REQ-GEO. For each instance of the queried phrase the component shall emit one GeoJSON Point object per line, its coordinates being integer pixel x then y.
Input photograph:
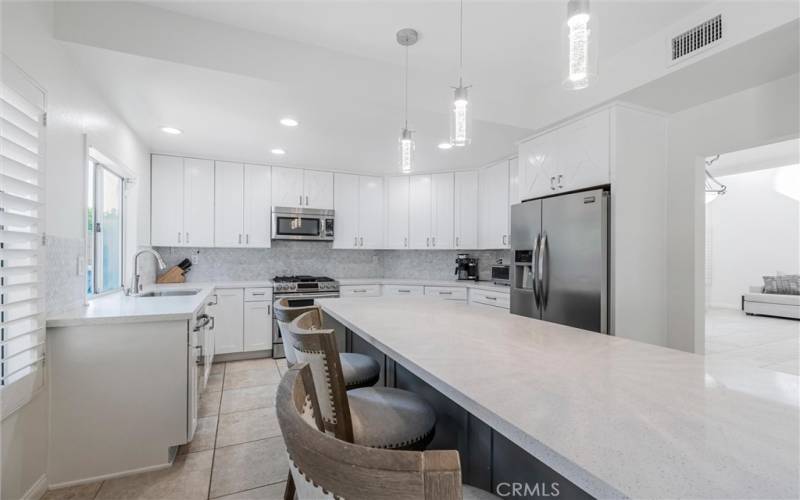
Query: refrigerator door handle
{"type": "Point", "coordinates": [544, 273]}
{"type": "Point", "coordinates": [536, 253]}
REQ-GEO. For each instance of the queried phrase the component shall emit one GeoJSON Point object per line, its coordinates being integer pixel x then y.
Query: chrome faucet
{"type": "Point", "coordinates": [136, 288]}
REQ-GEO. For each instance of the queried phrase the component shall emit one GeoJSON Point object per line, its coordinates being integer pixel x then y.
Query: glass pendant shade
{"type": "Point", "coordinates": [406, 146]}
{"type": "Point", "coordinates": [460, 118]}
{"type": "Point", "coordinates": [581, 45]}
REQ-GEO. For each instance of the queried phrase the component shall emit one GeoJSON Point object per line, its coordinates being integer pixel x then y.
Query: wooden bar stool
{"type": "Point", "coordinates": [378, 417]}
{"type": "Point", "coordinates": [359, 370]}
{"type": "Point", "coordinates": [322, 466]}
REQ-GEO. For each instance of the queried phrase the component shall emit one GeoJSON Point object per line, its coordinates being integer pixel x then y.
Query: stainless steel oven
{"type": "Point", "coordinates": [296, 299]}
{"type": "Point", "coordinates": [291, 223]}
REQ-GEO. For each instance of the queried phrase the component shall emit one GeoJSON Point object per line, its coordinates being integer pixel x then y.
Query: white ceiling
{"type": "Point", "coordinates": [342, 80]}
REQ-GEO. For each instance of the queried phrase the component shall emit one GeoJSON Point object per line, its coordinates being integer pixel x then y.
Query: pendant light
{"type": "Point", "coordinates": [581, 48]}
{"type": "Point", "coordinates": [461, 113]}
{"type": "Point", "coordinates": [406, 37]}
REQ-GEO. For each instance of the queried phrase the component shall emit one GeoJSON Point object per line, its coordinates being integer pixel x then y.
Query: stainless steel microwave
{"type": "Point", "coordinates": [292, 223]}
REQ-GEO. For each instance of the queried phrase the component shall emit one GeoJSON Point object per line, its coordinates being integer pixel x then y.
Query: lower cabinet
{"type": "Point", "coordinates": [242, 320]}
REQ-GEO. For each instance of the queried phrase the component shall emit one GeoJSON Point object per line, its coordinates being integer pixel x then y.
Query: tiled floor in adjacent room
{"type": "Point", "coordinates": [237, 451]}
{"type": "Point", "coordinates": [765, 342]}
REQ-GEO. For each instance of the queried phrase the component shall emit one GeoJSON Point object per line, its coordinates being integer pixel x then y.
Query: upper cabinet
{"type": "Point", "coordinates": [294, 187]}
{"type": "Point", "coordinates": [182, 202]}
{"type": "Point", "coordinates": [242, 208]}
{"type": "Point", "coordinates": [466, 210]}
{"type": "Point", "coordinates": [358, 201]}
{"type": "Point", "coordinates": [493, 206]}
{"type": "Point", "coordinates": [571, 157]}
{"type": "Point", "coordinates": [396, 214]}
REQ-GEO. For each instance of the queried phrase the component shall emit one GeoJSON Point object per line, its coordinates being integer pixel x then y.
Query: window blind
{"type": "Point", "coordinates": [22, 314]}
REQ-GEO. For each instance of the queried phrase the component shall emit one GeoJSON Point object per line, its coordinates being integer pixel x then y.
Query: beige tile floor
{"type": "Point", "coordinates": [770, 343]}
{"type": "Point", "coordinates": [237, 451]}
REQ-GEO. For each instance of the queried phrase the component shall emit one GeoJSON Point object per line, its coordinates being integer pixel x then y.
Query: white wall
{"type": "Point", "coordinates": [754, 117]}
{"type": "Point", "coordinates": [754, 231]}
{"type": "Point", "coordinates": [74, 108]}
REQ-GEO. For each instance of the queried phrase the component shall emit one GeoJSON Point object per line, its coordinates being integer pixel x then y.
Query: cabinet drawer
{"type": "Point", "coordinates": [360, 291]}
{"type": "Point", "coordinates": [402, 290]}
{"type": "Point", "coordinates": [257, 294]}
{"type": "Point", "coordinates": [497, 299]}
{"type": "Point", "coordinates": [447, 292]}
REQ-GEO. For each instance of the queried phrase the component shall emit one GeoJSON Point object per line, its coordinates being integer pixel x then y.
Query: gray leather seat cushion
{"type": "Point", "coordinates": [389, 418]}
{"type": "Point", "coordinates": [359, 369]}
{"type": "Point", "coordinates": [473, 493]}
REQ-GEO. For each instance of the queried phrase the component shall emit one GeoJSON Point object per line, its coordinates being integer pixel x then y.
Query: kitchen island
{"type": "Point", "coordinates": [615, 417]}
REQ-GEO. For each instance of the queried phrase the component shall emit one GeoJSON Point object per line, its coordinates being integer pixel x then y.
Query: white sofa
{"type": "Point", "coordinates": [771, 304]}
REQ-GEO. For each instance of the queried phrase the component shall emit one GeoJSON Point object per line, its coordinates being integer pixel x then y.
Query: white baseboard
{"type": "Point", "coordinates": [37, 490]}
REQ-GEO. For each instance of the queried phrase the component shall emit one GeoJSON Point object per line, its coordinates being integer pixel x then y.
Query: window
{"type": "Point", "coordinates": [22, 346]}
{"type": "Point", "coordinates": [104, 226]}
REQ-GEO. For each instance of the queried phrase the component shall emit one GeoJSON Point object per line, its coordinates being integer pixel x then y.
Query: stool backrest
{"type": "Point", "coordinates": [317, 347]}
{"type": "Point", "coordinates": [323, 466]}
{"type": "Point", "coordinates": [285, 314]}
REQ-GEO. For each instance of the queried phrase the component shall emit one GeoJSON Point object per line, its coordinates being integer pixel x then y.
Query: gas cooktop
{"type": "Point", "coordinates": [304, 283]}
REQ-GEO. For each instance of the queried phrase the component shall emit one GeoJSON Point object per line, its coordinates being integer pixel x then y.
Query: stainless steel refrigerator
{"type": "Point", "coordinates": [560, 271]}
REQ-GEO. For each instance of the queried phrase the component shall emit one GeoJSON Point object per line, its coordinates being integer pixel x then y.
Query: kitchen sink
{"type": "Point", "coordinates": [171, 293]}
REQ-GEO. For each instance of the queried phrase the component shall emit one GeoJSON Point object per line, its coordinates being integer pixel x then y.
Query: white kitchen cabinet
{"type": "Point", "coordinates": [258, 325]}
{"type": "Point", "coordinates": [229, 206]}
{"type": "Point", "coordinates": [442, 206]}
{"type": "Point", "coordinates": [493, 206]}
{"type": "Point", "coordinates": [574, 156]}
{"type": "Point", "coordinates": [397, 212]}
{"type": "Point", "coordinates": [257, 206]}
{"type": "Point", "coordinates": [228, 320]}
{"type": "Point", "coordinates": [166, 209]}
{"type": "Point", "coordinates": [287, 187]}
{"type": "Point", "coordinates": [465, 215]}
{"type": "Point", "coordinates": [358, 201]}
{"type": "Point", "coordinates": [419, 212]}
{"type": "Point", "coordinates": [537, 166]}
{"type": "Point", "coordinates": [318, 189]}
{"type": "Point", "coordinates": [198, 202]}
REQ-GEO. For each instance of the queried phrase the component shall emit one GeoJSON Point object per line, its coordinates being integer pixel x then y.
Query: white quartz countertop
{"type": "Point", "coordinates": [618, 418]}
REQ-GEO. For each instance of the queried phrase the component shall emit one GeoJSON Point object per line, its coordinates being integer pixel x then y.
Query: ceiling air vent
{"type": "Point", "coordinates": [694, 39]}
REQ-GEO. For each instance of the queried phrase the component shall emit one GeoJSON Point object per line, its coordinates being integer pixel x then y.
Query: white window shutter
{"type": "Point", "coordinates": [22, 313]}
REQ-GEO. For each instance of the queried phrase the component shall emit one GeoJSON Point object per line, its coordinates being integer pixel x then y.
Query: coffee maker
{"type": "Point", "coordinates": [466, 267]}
•••
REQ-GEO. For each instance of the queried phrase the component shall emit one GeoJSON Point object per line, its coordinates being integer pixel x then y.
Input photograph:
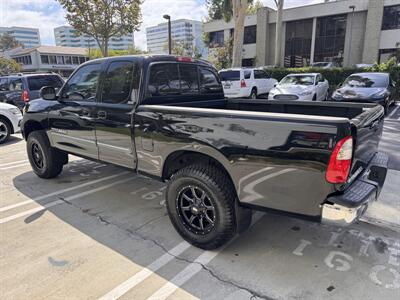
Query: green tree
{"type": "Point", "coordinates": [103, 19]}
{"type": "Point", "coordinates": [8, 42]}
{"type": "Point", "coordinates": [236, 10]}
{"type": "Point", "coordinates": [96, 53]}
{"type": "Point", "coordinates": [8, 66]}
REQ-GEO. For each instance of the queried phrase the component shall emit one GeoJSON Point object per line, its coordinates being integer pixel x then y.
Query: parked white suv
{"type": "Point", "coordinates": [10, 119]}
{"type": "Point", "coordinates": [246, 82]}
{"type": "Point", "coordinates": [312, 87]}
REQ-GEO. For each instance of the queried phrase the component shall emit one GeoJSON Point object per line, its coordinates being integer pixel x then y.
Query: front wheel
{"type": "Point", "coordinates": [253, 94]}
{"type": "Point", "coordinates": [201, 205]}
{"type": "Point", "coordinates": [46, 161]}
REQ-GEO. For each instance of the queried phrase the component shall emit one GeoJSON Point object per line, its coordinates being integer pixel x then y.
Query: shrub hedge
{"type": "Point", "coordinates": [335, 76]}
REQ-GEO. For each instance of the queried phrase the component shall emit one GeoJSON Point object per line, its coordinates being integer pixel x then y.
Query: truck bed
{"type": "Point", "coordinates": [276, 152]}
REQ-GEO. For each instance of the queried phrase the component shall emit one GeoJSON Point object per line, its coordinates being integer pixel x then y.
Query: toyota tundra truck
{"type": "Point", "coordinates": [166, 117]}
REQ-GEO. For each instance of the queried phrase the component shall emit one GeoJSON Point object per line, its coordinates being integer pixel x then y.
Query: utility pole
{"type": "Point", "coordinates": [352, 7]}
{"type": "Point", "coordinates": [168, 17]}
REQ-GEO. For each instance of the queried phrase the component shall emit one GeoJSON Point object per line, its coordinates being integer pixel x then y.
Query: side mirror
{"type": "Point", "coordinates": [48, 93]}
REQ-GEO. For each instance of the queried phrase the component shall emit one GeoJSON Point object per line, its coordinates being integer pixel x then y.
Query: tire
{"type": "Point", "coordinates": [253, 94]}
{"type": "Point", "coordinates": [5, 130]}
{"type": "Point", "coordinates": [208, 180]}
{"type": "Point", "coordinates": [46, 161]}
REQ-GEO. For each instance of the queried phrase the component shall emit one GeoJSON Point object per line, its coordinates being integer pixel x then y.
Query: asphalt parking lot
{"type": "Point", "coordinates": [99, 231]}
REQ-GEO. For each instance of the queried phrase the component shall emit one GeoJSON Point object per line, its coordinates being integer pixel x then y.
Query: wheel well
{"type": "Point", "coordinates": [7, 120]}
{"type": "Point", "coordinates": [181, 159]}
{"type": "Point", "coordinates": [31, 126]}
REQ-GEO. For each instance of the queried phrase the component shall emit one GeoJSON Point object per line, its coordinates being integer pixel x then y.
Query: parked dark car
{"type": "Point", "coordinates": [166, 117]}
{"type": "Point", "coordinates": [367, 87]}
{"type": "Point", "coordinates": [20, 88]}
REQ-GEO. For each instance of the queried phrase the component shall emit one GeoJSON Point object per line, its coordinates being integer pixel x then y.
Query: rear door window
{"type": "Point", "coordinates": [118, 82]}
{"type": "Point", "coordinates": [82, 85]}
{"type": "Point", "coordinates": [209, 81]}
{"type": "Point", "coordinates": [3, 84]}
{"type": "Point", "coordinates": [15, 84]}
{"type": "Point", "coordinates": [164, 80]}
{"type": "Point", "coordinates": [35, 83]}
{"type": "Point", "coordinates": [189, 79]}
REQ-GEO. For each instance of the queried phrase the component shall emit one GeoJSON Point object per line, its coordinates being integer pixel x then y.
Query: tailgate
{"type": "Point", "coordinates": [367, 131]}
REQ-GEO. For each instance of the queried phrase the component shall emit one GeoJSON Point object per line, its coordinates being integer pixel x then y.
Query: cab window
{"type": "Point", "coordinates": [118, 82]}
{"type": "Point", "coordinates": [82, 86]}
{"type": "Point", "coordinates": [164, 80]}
•••
### TASK DETAILS
Show each line of the items above that contains the word "refrigerator".

### COMPLETE ANSWER
Query: refrigerator door handle
Query: stainless steel refrigerator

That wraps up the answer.